▶ _本文_

患者に寄り添う訪問診療を行いながら、エンドオブライフ・ケア協会の理事として看取りに関わる人材育成にも取り組む、めぐみ在宅クリニックの小澤竹俊氏。在宅療養支援診療所が制度化された2006年に開業してから、10年以上にわたり、在宅医療の第一線で活躍されています。団塊の世代が75歳を迎える2025年に向け、地域、そして日本全国の在宅医療を支えようと意気込む小澤氏に、在宅医のキャリアについて伺いました。(後編)
病院は数値、在宅では表情を重んじる
―ご自身の経験を踏まえ、病院勤務医と在宅医の違いを教えてください。
在宅医はすべての責任を負う覚悟が必要だと思います。専門外の科目も診なければなりませんし、点滴も看護師がするとは限りません。病院で行っているような説明が援助にならないことも多い。
患者さんがいるのは、病院ではなく生活の場なので、病院勤務医から転向した場合は頭を切り替える必要があるでしょう。たとえば、病院は管理をするために数値を判断指標としますが、生活で大事なのは顔の表情。診療で数値が悪くても表情が穏やかでさえあれば、良い医療を提供していると言えるのです。
―小澤先生自身が患者さんとどのように関わっているのかを教えてください。
患者さんとの関わりで最初に意識するのは「苦しんでいる人が自分の苦しみをわかってくれる人がいると嬉しい」ということ。具体例をあげて考えてみましょう。

(抽出したデータ)
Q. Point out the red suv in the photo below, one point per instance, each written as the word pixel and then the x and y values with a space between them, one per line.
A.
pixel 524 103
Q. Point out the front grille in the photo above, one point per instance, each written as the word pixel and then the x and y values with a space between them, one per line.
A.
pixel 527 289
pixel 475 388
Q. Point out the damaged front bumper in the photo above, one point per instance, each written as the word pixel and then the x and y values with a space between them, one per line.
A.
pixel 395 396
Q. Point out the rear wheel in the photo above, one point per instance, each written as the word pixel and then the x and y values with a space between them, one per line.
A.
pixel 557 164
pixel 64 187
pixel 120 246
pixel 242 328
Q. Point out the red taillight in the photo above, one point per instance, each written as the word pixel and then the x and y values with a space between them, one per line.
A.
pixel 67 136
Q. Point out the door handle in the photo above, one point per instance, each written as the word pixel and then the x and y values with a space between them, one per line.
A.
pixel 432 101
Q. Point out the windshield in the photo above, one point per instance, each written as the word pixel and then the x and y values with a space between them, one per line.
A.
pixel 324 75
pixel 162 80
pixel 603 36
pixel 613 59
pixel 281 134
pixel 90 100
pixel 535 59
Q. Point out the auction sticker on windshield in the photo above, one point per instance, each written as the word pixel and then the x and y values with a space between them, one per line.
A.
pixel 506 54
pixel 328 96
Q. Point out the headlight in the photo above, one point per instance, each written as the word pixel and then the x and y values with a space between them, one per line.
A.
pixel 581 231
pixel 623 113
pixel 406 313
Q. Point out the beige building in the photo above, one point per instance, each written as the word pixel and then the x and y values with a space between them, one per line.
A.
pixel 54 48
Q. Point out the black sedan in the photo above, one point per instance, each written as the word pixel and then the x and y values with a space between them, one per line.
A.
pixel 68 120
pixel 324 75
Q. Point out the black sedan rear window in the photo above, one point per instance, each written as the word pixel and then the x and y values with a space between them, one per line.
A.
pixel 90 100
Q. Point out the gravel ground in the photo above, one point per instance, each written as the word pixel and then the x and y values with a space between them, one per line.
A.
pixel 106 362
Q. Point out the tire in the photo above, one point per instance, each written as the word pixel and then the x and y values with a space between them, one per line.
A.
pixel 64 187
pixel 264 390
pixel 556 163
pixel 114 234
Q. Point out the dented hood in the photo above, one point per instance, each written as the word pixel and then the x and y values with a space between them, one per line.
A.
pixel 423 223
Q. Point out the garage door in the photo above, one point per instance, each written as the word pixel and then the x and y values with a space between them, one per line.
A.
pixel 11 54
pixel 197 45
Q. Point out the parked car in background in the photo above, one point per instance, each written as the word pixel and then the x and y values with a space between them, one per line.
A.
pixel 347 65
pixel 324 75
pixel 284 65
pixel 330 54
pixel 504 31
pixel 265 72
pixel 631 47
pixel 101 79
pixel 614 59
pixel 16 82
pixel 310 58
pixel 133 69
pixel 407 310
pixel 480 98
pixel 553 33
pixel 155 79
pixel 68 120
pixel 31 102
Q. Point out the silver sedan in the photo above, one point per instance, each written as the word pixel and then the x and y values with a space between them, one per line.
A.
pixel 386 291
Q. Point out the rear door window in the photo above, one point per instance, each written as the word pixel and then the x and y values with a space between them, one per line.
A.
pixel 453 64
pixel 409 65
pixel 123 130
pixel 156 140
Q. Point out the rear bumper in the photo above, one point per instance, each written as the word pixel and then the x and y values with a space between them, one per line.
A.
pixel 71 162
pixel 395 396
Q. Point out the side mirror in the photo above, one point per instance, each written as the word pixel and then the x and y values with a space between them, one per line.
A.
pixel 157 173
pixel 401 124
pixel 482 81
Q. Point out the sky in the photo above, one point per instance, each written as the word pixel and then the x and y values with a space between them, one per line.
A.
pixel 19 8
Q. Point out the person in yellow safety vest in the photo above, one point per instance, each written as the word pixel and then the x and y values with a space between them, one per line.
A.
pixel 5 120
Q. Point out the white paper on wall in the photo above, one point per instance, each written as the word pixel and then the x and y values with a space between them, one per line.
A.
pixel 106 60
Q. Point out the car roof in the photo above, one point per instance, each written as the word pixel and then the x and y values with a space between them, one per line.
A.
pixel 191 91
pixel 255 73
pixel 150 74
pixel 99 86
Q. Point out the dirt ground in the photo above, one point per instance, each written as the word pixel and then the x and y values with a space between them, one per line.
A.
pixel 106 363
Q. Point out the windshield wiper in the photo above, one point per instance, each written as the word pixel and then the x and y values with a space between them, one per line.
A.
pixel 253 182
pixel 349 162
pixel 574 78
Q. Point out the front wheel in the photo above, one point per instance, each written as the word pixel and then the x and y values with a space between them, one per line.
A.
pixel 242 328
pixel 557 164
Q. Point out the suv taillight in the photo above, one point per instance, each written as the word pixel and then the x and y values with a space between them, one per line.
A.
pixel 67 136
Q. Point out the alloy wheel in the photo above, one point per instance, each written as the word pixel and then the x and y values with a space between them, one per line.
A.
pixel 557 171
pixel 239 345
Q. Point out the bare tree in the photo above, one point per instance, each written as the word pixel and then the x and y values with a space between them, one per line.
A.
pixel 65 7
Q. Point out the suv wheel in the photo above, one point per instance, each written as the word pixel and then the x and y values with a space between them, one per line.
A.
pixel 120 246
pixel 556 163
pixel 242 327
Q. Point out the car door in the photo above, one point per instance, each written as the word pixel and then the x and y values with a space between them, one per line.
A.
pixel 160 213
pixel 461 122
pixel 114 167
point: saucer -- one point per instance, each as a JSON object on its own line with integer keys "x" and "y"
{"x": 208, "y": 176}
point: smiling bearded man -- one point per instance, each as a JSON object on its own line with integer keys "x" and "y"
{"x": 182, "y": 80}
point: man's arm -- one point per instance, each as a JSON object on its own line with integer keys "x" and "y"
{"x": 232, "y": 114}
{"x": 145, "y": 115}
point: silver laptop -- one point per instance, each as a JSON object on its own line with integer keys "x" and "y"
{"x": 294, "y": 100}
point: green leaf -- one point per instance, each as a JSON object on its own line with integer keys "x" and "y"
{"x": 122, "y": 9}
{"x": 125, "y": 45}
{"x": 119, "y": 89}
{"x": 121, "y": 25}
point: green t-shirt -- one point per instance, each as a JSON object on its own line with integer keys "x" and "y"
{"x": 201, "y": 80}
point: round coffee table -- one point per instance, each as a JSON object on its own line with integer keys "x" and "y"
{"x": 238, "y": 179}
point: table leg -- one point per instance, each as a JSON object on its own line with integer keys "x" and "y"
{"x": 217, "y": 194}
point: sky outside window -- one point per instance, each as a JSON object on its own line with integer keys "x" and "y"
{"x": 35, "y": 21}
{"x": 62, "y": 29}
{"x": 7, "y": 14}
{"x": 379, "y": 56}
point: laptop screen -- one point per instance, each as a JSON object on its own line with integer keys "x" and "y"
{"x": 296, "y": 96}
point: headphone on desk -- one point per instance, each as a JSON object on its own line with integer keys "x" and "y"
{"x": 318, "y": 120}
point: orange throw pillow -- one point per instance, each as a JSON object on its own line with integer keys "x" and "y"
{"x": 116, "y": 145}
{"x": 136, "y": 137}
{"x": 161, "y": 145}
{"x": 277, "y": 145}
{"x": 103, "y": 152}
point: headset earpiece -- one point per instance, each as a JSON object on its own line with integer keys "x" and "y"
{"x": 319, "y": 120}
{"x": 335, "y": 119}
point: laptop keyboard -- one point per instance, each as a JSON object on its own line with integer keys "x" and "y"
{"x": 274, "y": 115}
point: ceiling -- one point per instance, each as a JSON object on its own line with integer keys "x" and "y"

▶ _課題 A_
本文について、次の問いに答えよ。
(i) めぐみ在宅クリニックが開業したのは何年か。
(ii) 病院が管理のための判断指標とするものは何か。
(iii) 小澤氏が患者との関わりで最初に意識することは何か。
▶ _課題 B_
本文の「患者さんがいるのは、病院ではなく」で始まる段落を、要点を残して短くまとめよ。
▶ _課題 C_
本文の「在宅医はすべての責任を負う」で始まる段落から、在宅医について述べられている事柄をすべて挙げよ。

▶ _解答 A_
(i) 2006年(在宅療養支援診療所が制度化された年)
(ii) 数値
(iii) 「苦しんでいる人が自分の苦しみをわかってくれる人がいると嬉しい」ということ

▶ _解答 B_
患者がいるのは生活の場なので、病院勤務医から転向した医師は頭を切り替える必要がある。病院は管理のために数値を判断指標とするが、生活で大事なのは顔の表情である。数値が悪くても表情が穏やかなら、良い医療を提供していると言える。

▶ _解答 C_
- すべての責任を負う覚悟が必要である
- 専門外の科目も診なければならない
- 点滴も看護師がするとは限らない
- 病院で行っているような説明が援助にならないことも多い